** WORK INSTRUCTIONS **
**a)** In the security camera comparison, how much video history does a paid Cloud Cam subscription give access to?
**b)** Reproduce the passage of the security camera comparison starting at "Just like the" and ending at "an unwanted intruder.".

** PROVIDED TEXT **
(begin)

At just $119.99, the Amazon Cloud Cam costs less than half the price of the popular Nest Cam IQ, which runs a pricey $299. In fact, Amazon bundles the cameras together at a discount, meaning you can grab three Cloud Cams for only $289.97. So why on Earth would you buy the Nest Cam IQ when you can literally order three of Amazon’s cameras for less money?

What the Amazon Cloud Cam does great


Don’t let the cheap price fool you, the Cloud Cam is a very capable security camera. It records 1080p video, day or night thanks to its built-in night vision, and features two-way audio so that you can remotely talk to any guests or unwanted intruders. With a free account, you can review the last 24 hours of activity from the camera — it doesn’t record continuously, but it’ll record clips any time it detects motion within its wide-angle view.

$120 is a steal for any smart security camera, let alone one this powerful.

With a paid subscription, you can get access to up to 30 days of video history, as well as person detection; in other words, the Cloud Cam is smart enough to be able to differentiate a person from, say, a dog or cat, and will only notify you of the former. If the Cloud Cam covers more ground than you care to see, though, you can also set up Zones so that you’re only alerted of motion within specific regions.

Even though the Cloud Cam doesn’t continuously record, you can still access the live feed at any time through the Cloud Cam app. Of course, being an Amazon product, the Cloud Cam integrates with Alexa-powered devices as well. You can use Alexa to display your live feed directly on your Fire TV, Fire Tablet, Echo Show, or Echo Spot.

If there’s one downside, it’s that the Amazon Cloud Cam is only available in the U.S. right now, whereas the Nest Cam IQ is sold in many countries, including the U.S.

See at Amazon

What the Nest Cam IQ does better


Just like the Cloud Cam, the Nest Cam IQ offers 1080p video with night vision and two-way audio, but it actually uses a 4K sensor to allow you to losslessly zoom into points of interest within the camera’s field of view. This allows you to retain clarity when punching into a subject, which can be especially helpful when trying to identify the face of an unwanted intruder.

Facial recognition cuts down on the number of false alarm notifications you’ll get.

(end)

** GIVEN ENTRIES **
(begin)

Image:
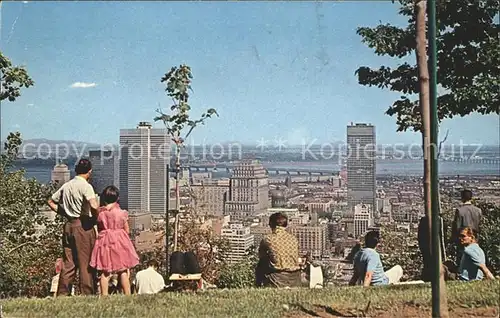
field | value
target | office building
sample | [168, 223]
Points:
[313, 240]
[361, 165]
[248, 191]
[60, 174]
[240, 240]
[209, 196]
[105, 169]
[144, 155]
[363, 219]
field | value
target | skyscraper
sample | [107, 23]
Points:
[363, 219]
[361, 165]
[144, 155]
[105, 169]
[240, 242]
[60, 174]
[248, 191]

(end)

** SOLUTIONS TO THE TASKS **
**a)** Up to 30 days of video history.

**b)**
Just like the Cloud Cam, the Nest Cam IQ offers 1080p video with night vision and two-way audio, but it actually uses a 4K sensor to allow you to losslessly zoom into points of interest within the camera’s field of view. This allows you to retain clarity when punching into a subject, which can be especially helpful when trying to identify the face of an unwanted intruder.